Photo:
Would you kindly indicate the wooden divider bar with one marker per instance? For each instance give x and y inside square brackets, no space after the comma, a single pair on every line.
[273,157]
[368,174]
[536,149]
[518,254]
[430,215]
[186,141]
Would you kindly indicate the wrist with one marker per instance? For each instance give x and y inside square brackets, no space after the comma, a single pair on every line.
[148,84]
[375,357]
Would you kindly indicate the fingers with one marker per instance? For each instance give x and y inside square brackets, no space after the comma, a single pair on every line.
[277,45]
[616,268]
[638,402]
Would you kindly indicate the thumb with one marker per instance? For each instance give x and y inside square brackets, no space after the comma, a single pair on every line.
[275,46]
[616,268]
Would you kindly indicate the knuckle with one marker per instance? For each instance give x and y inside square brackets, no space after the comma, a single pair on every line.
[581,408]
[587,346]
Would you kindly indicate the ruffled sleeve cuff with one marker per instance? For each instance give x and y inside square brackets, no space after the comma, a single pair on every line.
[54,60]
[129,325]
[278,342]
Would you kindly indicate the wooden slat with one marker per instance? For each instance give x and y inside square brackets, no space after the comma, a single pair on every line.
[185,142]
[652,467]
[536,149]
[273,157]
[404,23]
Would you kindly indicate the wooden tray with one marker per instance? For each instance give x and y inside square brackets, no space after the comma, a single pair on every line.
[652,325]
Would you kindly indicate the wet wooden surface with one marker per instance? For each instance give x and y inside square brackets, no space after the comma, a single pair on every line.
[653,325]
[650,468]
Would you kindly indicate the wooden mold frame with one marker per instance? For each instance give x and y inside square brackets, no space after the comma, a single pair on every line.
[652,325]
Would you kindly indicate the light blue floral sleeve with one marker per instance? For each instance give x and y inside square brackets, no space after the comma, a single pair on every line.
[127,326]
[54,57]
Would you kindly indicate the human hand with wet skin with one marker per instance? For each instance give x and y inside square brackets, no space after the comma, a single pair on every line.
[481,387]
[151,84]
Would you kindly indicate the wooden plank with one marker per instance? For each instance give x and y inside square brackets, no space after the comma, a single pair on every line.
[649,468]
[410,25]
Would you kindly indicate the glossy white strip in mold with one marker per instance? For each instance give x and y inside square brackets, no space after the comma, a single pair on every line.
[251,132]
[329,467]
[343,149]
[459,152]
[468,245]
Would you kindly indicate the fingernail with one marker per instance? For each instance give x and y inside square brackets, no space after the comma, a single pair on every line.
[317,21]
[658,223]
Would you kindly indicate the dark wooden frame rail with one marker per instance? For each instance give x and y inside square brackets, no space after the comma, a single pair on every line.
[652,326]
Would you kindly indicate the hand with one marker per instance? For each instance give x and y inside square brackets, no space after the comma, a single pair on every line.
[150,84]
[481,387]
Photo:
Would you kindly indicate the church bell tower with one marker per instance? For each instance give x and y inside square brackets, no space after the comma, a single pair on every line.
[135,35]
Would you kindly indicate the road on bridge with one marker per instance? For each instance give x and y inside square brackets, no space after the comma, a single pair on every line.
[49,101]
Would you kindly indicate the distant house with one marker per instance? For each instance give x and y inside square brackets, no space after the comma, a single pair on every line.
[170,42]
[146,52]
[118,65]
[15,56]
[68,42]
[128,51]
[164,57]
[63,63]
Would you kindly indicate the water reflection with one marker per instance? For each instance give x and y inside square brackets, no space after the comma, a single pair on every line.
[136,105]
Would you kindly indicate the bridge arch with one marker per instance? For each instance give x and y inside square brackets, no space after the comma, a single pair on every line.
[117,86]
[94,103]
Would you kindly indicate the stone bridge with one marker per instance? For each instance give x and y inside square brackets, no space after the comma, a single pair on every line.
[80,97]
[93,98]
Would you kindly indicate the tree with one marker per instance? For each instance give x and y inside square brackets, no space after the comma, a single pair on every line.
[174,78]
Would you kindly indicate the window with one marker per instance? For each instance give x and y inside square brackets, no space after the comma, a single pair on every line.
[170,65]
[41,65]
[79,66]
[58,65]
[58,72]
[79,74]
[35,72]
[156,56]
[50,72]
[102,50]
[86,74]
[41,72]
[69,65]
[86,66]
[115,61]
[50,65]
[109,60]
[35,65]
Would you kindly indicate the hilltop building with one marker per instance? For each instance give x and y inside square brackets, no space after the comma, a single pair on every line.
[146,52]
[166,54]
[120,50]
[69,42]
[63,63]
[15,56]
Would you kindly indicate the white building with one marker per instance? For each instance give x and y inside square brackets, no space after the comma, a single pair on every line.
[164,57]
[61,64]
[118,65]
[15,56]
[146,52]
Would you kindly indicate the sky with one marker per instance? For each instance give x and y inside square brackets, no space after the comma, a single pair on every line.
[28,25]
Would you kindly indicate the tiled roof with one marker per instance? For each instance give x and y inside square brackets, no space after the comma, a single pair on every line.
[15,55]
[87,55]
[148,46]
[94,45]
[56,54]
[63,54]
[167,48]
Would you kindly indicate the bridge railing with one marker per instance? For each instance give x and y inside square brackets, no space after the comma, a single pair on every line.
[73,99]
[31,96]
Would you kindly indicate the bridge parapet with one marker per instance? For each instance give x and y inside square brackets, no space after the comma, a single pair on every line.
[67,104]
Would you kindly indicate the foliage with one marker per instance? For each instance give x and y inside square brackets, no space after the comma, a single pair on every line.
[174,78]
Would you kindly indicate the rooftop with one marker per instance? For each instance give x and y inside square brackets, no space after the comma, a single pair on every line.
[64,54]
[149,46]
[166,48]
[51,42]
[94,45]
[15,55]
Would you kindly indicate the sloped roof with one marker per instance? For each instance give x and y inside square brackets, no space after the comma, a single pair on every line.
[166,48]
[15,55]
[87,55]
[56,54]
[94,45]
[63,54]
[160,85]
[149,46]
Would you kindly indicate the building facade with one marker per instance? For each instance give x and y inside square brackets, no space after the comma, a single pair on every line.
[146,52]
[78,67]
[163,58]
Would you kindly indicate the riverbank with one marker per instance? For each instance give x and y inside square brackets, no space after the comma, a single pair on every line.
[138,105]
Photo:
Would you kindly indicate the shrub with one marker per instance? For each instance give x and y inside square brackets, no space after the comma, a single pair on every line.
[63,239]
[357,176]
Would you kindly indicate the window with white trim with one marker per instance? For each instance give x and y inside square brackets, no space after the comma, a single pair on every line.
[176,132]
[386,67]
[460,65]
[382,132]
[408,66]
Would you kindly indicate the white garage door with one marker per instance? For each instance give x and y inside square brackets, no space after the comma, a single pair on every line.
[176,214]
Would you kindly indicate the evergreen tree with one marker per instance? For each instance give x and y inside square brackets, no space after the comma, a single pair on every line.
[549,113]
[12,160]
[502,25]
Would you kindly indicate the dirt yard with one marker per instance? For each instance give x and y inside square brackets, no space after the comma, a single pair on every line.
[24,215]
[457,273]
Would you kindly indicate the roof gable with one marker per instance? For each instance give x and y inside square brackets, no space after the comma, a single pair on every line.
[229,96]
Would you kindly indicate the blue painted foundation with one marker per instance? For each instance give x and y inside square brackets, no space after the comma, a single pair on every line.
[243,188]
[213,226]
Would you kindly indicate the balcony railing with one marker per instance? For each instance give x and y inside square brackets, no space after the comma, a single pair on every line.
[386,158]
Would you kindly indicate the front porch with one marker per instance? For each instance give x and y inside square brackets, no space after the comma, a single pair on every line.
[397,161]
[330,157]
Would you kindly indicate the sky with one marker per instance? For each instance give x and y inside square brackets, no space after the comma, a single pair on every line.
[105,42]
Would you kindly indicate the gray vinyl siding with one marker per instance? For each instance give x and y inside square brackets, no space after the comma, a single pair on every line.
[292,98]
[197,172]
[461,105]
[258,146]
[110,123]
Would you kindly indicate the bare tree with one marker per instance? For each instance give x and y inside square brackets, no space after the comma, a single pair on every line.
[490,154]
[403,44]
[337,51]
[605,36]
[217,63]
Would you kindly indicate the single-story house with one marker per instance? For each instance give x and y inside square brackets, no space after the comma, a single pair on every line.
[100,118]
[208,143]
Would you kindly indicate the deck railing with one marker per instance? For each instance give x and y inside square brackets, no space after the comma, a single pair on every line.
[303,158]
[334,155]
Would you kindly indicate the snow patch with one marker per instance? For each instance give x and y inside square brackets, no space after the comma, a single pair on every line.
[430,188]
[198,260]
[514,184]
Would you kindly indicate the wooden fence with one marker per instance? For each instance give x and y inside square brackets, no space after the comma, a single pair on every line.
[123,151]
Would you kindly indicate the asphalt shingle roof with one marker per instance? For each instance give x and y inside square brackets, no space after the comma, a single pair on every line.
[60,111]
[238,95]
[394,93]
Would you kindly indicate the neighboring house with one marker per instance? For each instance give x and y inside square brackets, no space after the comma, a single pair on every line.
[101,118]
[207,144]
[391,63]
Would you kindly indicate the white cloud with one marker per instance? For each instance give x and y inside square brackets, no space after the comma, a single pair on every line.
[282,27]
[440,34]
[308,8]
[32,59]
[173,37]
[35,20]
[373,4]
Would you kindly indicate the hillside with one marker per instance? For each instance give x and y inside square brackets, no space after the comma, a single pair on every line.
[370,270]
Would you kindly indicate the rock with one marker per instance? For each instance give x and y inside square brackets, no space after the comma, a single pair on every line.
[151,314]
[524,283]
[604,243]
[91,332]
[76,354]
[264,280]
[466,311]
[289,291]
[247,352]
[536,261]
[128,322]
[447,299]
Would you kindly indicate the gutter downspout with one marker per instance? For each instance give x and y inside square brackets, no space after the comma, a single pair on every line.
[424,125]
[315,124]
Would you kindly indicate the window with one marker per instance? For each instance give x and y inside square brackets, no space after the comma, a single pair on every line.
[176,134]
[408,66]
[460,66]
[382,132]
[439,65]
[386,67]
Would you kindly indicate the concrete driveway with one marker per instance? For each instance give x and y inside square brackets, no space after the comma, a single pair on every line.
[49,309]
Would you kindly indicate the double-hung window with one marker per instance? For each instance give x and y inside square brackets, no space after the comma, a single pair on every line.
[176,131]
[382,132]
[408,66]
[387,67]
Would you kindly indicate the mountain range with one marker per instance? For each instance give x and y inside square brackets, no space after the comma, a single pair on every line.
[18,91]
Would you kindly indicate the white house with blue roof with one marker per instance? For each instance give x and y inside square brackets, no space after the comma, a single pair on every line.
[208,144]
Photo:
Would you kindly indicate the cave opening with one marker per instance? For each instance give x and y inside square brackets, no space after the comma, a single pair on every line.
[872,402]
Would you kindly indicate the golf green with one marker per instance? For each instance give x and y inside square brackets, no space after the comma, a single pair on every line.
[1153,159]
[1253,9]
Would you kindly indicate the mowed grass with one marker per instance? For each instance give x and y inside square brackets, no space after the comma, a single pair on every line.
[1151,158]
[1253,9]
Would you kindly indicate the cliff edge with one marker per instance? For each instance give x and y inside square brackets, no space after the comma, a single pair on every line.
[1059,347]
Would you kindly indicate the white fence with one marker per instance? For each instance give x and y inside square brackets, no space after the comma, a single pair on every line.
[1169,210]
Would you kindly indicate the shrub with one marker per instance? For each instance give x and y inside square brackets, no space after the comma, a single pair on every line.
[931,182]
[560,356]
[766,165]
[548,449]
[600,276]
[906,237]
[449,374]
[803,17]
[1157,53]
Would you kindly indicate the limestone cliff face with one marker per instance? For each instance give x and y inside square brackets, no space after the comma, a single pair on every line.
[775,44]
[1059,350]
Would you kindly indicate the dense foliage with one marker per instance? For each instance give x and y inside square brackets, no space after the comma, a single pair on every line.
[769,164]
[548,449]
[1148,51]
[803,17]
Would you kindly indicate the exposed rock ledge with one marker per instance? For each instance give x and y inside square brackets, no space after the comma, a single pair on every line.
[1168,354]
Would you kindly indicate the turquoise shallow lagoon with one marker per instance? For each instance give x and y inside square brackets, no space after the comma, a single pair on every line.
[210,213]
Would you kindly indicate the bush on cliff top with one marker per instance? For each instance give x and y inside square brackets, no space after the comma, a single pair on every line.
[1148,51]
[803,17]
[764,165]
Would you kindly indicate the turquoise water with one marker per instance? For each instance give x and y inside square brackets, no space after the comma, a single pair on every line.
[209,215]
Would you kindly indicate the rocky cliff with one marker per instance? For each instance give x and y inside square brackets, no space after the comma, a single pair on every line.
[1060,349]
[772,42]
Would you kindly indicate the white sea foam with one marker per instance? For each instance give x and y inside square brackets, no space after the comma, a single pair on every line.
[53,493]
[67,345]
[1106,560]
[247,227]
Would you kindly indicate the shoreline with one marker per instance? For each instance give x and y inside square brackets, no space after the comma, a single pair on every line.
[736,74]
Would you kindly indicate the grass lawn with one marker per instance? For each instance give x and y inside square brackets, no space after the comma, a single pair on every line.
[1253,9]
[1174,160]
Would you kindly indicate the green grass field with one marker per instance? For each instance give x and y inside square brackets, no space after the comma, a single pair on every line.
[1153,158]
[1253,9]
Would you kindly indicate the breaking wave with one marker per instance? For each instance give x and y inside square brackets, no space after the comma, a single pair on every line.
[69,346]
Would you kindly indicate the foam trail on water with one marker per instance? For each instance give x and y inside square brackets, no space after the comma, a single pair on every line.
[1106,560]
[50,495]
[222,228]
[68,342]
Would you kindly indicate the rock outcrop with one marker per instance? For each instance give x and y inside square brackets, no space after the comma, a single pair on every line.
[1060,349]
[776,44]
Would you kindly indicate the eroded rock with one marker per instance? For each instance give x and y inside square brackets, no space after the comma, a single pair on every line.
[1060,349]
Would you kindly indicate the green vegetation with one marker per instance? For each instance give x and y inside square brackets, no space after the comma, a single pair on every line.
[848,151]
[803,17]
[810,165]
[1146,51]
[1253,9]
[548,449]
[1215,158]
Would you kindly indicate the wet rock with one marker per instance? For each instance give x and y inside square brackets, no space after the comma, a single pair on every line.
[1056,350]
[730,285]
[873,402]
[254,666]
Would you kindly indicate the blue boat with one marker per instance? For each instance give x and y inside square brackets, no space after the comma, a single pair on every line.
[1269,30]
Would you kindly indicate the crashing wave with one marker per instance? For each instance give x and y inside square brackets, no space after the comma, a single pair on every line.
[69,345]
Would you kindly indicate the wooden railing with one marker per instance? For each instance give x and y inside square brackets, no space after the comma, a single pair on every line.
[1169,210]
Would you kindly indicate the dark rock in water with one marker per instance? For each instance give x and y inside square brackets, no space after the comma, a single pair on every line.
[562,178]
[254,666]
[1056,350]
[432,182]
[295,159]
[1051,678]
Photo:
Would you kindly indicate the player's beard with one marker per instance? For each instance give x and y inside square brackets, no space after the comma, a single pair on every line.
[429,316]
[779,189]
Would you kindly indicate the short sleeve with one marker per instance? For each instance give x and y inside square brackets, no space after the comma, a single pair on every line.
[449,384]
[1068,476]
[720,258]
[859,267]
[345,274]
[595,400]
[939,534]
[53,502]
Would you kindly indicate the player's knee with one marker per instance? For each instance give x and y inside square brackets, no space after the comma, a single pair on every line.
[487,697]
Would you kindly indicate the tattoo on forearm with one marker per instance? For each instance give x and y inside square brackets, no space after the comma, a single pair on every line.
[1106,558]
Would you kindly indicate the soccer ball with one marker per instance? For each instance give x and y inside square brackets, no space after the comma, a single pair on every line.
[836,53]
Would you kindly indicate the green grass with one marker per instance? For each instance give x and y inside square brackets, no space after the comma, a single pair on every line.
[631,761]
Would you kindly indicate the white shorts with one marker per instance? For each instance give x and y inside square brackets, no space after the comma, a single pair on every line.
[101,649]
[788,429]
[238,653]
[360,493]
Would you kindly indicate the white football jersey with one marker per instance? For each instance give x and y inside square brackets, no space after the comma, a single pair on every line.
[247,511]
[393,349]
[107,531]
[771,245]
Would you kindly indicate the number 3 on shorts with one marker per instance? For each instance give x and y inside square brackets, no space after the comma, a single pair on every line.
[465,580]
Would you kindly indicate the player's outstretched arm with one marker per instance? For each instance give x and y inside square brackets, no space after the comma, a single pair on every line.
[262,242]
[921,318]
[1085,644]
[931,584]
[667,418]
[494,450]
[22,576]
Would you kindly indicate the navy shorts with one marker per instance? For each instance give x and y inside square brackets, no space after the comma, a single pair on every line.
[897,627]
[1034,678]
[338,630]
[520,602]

= = = = = = =

> EXERCISE
Only the lines from the one containing "Would you kindly indicate the player's knee" to the end of the records should be repeated, exactly as they appear.

> ANSWER TO THIS EXERCISE
Would you kindly indicate the player's knee with one marker per instance? For each instance give x and y inside square brackets, no space after the comma, a single pair on every line.
[487,697]
Would you kindly indicate the tattoo on forearm with one marker per instance? For each instance give x and y inside square brackets, no space after the comma, a single pair on every line.
[1106,558]
Would you kindly indicate the soccer ball with one marker per instance? For each instance give x and y inside square brackets, no space after the comma, a single pair on every line.
[836,53]
Would you kindly indicate the green grass with one marker per instance? For each instance give x and y inside square brackets, no space after the comma, a single pair on every line.
[631,761]
Would you kindly indicate the white shorts with one marker per instance? For each instance give x and y inside square brackets, no space after the comma, a single pair on every line.
[101,649]
[788,429]
[238,653]
[360,493]
Would you kindly indicate the white football jersey with one marker per instance? For each instance give x and y inside square brackets, no space after the comma, a single pair on every line.
[247,511]
[393,349]
[107,531]
[771,245]
Would you kindly indicate the number 3 on shorts with one marker per instance? For each instance give x and y inside square brackets, no space after the comma, a single pair on every line.
[465,580]
Would you kindly indicate the player's outstretched arm with one marker per instance? For each instance give x and y inside square brackets, no space after the comma, a single pair on every line.
[262,242]
[921,318]
[1085,644]
[931,584]
[667,418]
[494,450]
[22,576]
Would you kindly indicate the navy shorts with one marker per instance? For each instance give x and y inside square brackets, no space after the comma, a single pair on every line.
[897,627]
[1034,678]
[338,630]
[520,602]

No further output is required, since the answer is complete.